___ PASSAGE
Rumours are that Celtic Park, Ibrox and Murrayfield were approached as potential hosts for the 2021 Scottish Cup Final, to which all, for various reasons, said no. But there are other alternatives across the country. Tynecastle is the perfect example, a 20,000 plus capacity stadium could easily host the Final with the 600 fans with the two metre social distancing measures in place. Aberdeen offered the services of Pittodrie, albeit travelling distance is not ideal for fans of clubs from Edinburgh and Perth, but again that is another stadium more than capable of hosting such an occasion. Tannadice in Dundee is another alternative that could host the occasion for a small element of fans at social distance in their stadium and isn’t too far away for either set of fans.
Have the SFA explored those options? If not, why not? Given that all of Scotland, bar Glasgow and Moray, are moving into Level Two, which allows up to 500 spectators without requiring Government approval, it would be foolish of them to ignore these options.
______
___ GIVEN DATA
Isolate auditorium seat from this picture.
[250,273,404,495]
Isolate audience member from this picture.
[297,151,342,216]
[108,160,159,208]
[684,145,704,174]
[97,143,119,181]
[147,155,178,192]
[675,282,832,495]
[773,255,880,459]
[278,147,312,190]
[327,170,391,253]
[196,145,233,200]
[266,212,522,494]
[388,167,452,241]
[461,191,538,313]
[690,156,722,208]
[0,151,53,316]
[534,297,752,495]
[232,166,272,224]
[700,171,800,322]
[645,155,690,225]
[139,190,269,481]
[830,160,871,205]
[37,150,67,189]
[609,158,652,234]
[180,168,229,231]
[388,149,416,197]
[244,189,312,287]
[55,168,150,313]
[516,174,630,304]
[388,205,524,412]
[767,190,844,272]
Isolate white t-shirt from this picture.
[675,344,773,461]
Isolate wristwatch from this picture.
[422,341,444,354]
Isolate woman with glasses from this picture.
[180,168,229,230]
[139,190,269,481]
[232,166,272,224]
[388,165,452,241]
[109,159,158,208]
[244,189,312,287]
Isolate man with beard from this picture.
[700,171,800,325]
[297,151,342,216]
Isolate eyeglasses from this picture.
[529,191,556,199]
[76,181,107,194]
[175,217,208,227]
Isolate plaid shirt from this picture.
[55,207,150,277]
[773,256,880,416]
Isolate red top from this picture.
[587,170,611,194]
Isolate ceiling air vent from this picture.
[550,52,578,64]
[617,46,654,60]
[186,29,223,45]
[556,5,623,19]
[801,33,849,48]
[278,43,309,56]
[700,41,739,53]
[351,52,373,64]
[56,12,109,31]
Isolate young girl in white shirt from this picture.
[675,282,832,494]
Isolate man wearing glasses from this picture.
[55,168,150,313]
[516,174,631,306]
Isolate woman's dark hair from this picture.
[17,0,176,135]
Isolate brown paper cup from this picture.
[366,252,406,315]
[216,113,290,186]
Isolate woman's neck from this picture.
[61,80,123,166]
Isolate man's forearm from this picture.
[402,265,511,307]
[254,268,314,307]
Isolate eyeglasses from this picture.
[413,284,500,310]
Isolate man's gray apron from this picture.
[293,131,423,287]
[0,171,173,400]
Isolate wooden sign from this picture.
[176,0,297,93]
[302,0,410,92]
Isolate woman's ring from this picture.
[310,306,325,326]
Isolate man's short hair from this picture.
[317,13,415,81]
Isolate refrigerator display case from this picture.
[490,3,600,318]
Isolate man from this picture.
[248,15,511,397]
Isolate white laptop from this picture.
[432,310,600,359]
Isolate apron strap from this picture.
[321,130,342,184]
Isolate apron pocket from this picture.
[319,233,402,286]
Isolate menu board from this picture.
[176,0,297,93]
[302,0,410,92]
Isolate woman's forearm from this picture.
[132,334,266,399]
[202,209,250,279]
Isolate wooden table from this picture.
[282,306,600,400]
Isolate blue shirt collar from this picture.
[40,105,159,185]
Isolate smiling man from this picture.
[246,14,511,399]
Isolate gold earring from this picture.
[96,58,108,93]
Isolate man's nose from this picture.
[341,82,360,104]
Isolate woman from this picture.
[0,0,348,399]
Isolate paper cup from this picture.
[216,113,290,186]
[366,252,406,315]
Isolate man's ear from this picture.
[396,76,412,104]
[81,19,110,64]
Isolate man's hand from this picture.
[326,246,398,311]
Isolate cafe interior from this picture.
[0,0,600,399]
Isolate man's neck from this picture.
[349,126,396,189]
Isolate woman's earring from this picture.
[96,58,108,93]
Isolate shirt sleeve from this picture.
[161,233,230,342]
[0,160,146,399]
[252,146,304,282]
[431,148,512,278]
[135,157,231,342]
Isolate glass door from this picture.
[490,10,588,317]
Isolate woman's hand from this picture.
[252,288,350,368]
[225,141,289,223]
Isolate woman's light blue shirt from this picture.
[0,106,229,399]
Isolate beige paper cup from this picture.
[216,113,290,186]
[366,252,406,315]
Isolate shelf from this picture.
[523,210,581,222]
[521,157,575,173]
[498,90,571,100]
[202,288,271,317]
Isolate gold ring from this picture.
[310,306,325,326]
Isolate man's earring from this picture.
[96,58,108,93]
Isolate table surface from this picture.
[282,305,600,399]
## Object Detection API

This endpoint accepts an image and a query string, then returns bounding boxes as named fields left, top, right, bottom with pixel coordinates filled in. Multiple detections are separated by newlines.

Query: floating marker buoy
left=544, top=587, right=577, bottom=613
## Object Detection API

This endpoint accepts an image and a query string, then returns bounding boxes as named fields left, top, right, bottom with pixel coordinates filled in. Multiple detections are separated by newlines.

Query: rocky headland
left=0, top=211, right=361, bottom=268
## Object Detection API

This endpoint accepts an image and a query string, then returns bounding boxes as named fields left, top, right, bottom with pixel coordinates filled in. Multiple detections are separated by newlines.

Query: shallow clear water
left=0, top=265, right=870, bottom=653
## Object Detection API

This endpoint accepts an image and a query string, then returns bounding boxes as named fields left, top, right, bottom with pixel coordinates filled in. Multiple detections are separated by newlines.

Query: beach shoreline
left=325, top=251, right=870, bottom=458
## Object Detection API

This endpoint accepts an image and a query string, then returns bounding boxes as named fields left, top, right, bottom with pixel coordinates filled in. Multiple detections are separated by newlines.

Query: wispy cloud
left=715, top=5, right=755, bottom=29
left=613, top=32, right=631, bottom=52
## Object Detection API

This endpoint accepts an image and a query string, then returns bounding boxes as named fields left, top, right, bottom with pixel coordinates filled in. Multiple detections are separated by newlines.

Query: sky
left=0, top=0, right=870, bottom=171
______
## WORK ORDER
Continue the piece on where to hold the 2021 Scottish Cup Final, starting after its last sentence.

## SOLVED EXERCISE
Whilst the SFA’s typical incompetence shines through yet again, we can’t ignore the fact that they have been let down by the Scottish Government. Having finally convinced UEFA to allow a small section of fans to attend the Scottish Cup Final, they did put a proposal for 2000-3000 fans to socially distance at 1.5 metres, only to be told it must be 600 with the two metre rule in place. Within 24 hours, that was consigned to the bin once the announcement came through that Glasgow was staying in Level Three.
Now it has to be acknowledged that the Scottish Government are trying to avoid complacency regarding the spread of the virus, and that an increase in cases is not to be ignored. However, their decision to go back on their word was mean, and ruined any hope for the small number of Hibs and St Johnstone fans of attending the Cup Final.
Surely an exception could’ve been made? Ahead of the Euro’s, this could’ve been used as a test event. It’s not as if there’s going to be tens of thousands of fans descending on Hampden Park on Saturday, it’s 300 per club, and even then most of them would’ve been the players family. Here’s the other big point, they would be sitting two metres apart with masks on in the open air. Also, three weeks after the Cup Final, 12,500 spectators will be heading towards Mount Florida for Scotland’s opening Euro 2020 group match with Czech Republic, so the U Turn is even more bewildering with this in mind.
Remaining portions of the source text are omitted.